• REQUIREMENT 1: In the kubectl-ai installation excerpt, which LLM does kubectl-ai use by default?
• REQUIREMENT 2: Extend the kubectl-ai installation excerpt past its final line, in the same style.

• DOCUMENT EXCERPT:

Manual Installation (Linux, macOS & Windows)
-
Visit the releases page and download the archive matching your OS/arch (e.g.
kubectl-ai_Darwin_arm64.tar.gz
for Apple Silicon macOS). -
Unpack, make executable, and move into your PATH:
tar -zxvf kubectl-ai_Darwin_arm64.tar.gz
chmod +x kubectl-ai
sudo mv kubectl-ai /usr/local/bin/ -
Verify installation:
kubectl-ai version
Usage
Once installed, you can run kubectl-ai
in two main modes: using cloud-hosted LLMs (Gemini by default) or local models (Ollama/llama.cpp).
Using Gemini (Default)
-
Obtain a key
Go to Google AI Studio, create a project, and copy your Gemini API key. -
Export the environment variable
export GEMINI_API_KEY="your_gemini_api_key_here"

• INFORMATION SUPPLIED:
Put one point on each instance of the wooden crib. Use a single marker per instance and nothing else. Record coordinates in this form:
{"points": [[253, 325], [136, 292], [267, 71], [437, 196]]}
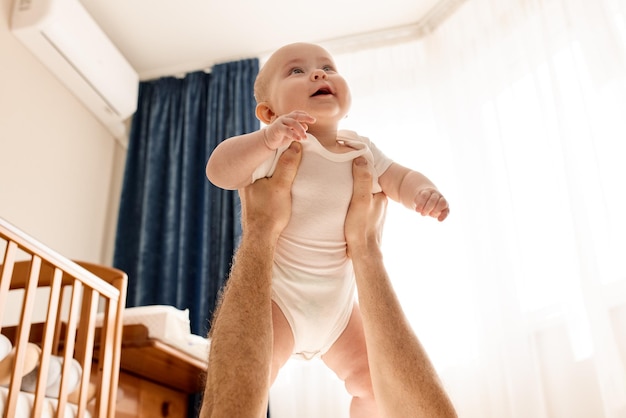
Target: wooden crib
{"points": [[68, 296]]}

• WRITTEN RESPONSE 1: Gemini.

• WRITTEN RESPONSE 2:
-
Run
kubectl-ai
-
Interactive shell:
kubectl-ai
You’ll get a
kubectl-ai>
prompt where you can ask a sequence of questions. -
Single-query mode:
kubectl-ai --quiet "fetch logs for nginx app in hello namespace"
-
-
Switch models (optional)
# Use a specific Gemini model
kubectl-ai --model gemini-2.5-pro-exp-03-25 "list services in default"
Using AI Models Running Locally (Ollama or llama.cpp)
You can run entirely offline by hosting your own LLM with either Ollama or llama.cpp. Below are detailed steps for each:
A. Ollama
-
Install Ollama
# macOS via Homebrew
brew install ollama
# or Linux via their install script
curl -fsSL https://ollama.com/install.sh | shAlternatively, you can download the Ollama binary directly from their website:
- Visit the Ollama download page.
- Click on the Download for macOS button.
- Once the download is complete, locate the .zip file in your ~/Downloads folder.
- Double-click the .zip file to extract its contents. This should create Ollama.app.
- Move the Ollama.app to your Applications folder for easy access.
- Open the Applications folder and double-click on Ollama.app to launch it.
- Follow any on-screen instructions to complete the installation.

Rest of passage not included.